Source data:
+ + + + + + +

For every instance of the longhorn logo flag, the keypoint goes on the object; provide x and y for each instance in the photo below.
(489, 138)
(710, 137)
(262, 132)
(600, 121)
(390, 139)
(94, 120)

+ + + + + + +

## YOUR OBJECTIVE
Recast every line of the records above as a Markdown table with two columns, Row and Line. Give each non-blank line its own numbered row.

## EXERCISE OUTPUT
| Row | Line |
|---|---|
| 1 | For every instance of the longhorn logo flag, the keypoint goes on the object; provide x and y for each instance in the photo below. |
| 2 | (489, 138) |
| 3 | (710, 137) |
| 4 | (262, 132) |
| 5 | (600, 121) |
| 6 | (390, 139) |
| 7 | (94, 120) |